▸ **Task prompt**
Will you copy out everything from the line containing "cloud visible in" down through the last of the rows, keeping every line unchanged?

(Dataset records)
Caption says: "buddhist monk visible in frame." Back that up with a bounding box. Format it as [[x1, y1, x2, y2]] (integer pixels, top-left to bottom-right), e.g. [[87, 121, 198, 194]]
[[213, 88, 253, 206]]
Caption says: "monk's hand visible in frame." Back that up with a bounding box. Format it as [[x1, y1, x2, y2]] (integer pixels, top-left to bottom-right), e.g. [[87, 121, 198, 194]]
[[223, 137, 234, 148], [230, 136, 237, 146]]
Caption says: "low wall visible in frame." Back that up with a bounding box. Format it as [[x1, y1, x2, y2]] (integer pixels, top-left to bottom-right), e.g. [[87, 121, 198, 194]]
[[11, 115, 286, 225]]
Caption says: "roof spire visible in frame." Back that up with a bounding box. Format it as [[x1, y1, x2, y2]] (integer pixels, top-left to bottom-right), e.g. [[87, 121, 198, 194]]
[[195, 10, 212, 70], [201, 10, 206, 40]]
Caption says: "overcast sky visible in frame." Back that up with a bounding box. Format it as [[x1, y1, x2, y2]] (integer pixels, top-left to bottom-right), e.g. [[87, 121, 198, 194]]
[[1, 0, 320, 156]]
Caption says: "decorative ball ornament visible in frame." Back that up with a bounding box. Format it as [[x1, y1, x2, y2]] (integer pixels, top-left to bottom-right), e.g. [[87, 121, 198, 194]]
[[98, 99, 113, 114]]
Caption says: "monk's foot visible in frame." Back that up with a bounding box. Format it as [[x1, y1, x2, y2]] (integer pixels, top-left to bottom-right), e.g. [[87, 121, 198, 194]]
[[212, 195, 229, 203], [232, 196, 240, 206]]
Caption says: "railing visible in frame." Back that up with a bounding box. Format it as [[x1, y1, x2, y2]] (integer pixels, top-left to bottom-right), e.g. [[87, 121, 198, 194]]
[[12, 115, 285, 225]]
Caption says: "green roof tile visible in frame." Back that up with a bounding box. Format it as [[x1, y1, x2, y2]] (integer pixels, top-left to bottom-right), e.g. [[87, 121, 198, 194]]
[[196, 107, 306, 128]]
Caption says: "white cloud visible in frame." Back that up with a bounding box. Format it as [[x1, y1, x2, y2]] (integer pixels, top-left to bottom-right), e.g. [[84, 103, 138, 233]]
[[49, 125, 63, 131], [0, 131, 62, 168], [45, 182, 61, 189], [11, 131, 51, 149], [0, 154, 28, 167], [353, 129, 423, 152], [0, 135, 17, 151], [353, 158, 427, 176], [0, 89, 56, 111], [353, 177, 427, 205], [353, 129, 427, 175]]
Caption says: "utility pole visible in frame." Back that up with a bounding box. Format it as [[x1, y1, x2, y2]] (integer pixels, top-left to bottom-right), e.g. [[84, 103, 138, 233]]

▸ **Result for this task**
Caption says: "white cloud visible in frame." Back that up with a bounding box. Format it as [[x1, y1, x2, y2]] (integer pixels, top-left to bottom-right), e.g. [[84, 103, 138, 233]]
[[49, 125, 63, 131], [0, 131, 62, 168], [45, 182, 61, 189], [11, 131, 51, 149], [0, 154, 28, 167], [353, 129, 423, 152], [0, 135, 17, 151], [353, 158, 427, 176], [0, 89, 56, 111], [353, 177, 427, 205], [353, 129, 427, 175]]
Caption says: "utility pole visible in frame." Back that up with a bounding box. Format it as [[x1, y1, x2, y2]] (integer pixels, top-left to bottom-right), e.g. [[84, 103, 138, 233]]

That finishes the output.